**TASK DETAILS**
Write out every single entry exactly.

------------------------------------------------

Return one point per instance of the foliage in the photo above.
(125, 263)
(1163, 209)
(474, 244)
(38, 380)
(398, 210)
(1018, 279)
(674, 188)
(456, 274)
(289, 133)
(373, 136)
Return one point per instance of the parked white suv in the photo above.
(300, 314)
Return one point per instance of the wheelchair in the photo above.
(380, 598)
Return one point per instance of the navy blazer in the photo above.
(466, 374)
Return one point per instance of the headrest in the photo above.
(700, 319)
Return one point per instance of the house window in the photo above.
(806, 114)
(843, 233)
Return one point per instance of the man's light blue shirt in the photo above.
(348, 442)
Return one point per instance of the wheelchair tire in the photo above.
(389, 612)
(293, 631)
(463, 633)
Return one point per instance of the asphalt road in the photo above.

------------------------------------------------

**OUTPUT FOR THIS TASK**
Return one point per instance of the foliage in the photo above.
(125, 263)
(1163, 209)
(474, 244)
(38, 380)
(398, 210)
(1018, 279)
(674, 188)
(456, 274)
(289, 133)
(373, 136)
Return one point per instance of the parked white suv in the photo above.
(300, 314)
Return one point per instance of the wheelchair in the photo above.
(380, 598)
Return one point per instance of the navy blazer in the photo above.
(466, 374)
Return one point per instance of the headrest in the photo above.
(700, 319)
Return one point per instance of the house window in the photo above.
(806, 114)
(843, 233)
Return one point per instance of the man's light blue shirt in the photo above.
(348, 442)
Return one point per instance of the wheelchair tire in the photo above.
(389, 612)
(293, 631)
(463, 633)
Return one point per instance of the asphalt road in the photo above.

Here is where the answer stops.